TASK DETAILS → In the book review below, what turn does Bongie hope postcolonial studies will take?

GIVEN PASSAGE →
Postcolonial Politics

October 2010

Chris Bongie, Friends and Enemies: The Scribal Politics of Post/Colonial Literature. (Liverpool: Liverpool University Press, 2008), 412 pages, ISBN: 978-1-84631-142-0.

Friends and Enemies is an ambitious book that seeks to bring to light the crucial questions that Chris Bongie argues postcolonial studies has too long repressed. Bongie identifies one major turn that postcolonial studies has taken since 2000—a growing suspicion of poststructuralist-influenced textualism and investment in “politics proper”—as well as another turn that he hopes the field will take—a more sustained engagement with cultural studies. Bongie’s methodology is eclectic, seeking to combine sociological insights with deconstructive techniques, and it provides a refreshing willingness to interrogate all of the field’s (as well as all of the critic’s own) basic assumptions. Binary terms such as high versus mass culture, artist versus scribe, “true” memory versus nostalgia, and of course, friends versus enemies, are shown to be everywhere essential to Caribbean, francophone and postcolonial studies and yet everywhere unsustainable as oppositions. For anyone who dismisses deconstruction as a reading strategy unengaged with the social, Friends and Enemies shows how the methodology lends itself to sustained political engagement, though what kind of politics it offers remains as uncertain as the uneasy alliances Bongie seeks to make between deconstruction and cultural studies.

DATA EXTRACT →
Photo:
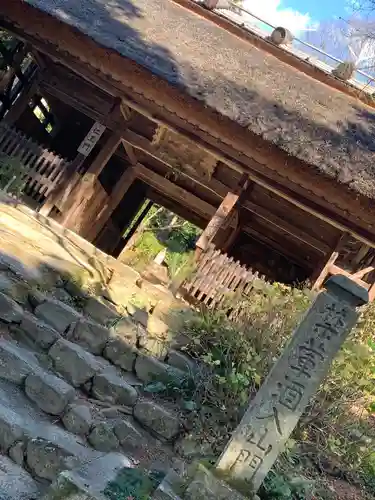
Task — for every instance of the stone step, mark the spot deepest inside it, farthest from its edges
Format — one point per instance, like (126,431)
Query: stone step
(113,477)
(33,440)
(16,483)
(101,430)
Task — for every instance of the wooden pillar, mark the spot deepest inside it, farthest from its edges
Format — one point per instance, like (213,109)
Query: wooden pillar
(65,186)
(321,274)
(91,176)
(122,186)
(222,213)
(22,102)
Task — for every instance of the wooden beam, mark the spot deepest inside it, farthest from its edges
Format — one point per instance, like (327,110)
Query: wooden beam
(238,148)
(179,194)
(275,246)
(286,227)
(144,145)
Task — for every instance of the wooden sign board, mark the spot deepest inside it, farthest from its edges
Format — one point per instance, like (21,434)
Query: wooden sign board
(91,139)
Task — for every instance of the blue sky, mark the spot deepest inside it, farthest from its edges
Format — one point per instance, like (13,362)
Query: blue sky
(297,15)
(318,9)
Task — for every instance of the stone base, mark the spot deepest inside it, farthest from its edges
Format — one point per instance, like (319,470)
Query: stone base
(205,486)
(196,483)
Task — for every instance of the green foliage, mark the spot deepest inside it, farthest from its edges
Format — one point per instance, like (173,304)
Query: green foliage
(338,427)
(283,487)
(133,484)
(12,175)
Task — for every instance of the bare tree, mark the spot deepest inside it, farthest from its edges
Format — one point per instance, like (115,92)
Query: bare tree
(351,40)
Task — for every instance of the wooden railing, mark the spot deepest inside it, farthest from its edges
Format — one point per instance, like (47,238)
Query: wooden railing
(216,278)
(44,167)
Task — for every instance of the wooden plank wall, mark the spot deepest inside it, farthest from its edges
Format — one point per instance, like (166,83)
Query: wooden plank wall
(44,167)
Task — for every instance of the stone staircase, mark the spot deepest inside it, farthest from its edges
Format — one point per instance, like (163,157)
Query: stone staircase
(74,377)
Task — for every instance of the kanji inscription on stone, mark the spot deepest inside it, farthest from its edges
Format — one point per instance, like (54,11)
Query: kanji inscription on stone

OUTPUT → A more sustained engagement with cultural studies.